#### Materials provided ####

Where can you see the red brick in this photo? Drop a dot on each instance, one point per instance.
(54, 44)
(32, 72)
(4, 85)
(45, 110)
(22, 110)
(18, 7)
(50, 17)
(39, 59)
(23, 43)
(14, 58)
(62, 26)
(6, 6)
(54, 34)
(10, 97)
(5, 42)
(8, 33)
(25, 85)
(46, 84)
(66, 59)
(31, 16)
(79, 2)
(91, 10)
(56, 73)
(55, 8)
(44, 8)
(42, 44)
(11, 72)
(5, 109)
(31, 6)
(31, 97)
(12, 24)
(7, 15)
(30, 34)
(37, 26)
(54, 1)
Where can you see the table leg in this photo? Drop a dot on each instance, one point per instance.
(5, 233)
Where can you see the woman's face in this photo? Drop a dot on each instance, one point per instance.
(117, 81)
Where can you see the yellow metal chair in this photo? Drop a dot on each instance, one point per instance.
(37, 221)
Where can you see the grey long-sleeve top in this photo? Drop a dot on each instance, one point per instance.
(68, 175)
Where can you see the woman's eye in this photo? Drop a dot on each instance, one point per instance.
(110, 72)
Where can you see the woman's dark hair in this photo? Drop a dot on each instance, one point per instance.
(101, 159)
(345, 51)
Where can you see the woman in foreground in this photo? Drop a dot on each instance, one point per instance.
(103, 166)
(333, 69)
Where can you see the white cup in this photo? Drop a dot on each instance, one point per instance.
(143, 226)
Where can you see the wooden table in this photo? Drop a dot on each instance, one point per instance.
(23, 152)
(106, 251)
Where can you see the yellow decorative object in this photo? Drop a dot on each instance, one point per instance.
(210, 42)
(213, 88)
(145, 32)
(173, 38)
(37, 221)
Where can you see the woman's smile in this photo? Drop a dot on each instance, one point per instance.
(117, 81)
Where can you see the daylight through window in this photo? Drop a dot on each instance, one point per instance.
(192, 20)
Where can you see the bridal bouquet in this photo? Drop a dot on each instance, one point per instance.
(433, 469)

####
#### Materials provided ####

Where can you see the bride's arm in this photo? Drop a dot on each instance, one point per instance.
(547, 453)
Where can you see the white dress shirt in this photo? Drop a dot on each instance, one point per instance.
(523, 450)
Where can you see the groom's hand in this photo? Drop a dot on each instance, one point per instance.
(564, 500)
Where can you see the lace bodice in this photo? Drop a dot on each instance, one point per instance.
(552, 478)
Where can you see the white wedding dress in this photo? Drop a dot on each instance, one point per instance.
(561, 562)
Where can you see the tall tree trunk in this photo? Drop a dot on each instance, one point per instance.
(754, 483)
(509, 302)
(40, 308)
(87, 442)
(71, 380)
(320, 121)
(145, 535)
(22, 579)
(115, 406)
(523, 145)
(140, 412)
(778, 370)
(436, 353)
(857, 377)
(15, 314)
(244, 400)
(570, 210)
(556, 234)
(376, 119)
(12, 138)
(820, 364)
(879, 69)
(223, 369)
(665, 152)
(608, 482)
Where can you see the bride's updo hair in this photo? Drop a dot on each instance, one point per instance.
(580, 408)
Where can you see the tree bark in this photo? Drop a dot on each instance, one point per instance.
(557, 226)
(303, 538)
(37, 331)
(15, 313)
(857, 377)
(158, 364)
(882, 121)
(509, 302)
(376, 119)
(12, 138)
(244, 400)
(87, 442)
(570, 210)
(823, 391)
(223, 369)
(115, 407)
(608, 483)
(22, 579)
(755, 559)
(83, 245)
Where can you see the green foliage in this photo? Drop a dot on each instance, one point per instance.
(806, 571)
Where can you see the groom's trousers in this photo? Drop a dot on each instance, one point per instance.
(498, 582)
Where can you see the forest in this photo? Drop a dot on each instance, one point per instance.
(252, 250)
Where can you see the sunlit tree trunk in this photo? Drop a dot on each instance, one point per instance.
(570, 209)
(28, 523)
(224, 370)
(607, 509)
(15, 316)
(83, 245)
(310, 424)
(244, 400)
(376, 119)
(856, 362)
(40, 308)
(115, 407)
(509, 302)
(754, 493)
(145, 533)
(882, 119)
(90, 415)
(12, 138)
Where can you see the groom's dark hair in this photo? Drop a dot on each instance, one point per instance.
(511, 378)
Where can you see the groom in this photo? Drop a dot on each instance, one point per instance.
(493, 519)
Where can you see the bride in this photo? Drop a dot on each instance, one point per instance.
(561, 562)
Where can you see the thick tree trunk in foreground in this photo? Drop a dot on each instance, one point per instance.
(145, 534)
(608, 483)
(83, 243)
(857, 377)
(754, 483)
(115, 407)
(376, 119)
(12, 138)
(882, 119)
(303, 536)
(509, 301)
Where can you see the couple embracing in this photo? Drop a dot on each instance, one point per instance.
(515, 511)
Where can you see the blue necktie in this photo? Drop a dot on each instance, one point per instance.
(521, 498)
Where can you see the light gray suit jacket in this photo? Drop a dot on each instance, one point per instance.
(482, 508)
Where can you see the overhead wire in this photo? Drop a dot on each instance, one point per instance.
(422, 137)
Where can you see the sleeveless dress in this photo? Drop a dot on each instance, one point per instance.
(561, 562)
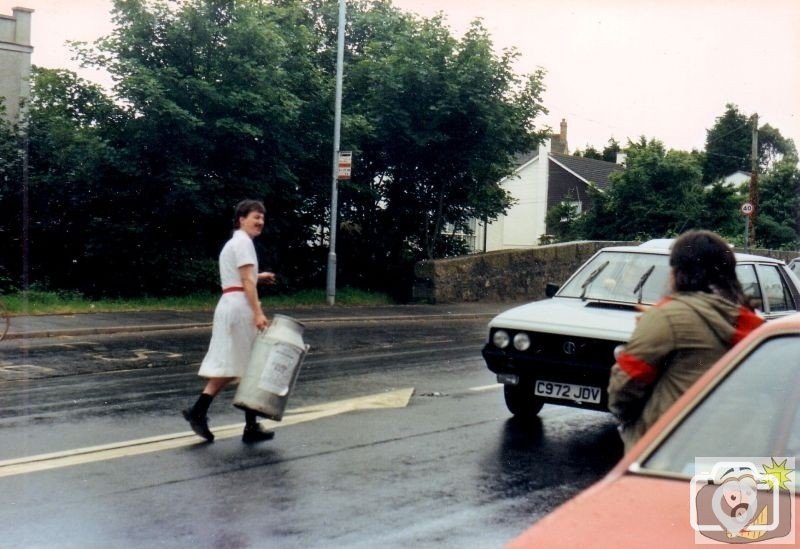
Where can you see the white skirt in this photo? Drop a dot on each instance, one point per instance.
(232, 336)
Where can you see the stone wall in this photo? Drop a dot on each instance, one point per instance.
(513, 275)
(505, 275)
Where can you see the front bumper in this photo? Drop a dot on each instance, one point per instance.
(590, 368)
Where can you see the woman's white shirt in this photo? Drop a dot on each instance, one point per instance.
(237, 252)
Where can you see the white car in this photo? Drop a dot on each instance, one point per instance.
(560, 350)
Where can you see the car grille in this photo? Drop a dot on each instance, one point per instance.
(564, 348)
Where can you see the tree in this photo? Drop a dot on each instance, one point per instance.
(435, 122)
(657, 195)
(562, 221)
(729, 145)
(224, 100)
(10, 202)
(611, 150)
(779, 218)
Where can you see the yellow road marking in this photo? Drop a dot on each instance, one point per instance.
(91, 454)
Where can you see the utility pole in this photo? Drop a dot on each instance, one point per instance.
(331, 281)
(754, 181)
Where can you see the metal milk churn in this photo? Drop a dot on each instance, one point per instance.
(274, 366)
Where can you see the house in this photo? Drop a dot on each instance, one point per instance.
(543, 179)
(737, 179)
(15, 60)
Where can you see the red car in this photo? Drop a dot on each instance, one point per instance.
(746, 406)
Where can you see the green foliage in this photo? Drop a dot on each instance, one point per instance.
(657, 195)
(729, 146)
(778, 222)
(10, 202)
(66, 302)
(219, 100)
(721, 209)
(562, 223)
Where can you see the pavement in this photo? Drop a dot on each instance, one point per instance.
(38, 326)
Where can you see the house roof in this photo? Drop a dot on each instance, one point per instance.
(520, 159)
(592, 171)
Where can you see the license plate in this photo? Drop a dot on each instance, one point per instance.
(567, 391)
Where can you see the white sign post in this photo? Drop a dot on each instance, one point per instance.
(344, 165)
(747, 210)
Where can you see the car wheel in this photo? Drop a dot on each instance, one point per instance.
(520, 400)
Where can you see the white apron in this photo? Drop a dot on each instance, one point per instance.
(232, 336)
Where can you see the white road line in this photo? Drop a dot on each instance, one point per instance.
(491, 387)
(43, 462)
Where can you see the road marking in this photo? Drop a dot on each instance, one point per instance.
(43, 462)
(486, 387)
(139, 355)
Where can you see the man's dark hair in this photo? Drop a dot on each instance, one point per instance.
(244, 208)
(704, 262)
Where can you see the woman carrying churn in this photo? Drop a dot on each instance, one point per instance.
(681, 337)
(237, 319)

####

■ Problem: From the material above, copy every line that contains the word "road", treating uppercase and lowercase letters as distinct.

■ Solution for this task:
Where can you see the yellow road marking in this photo? Drop a dot on each instance, one point per instance.
Where can you see the white road line in this photo? Drop a dot on each instance, one point per instance.
Where can you see the road marking in this photo? Drop a dot on each instance, one point per instance.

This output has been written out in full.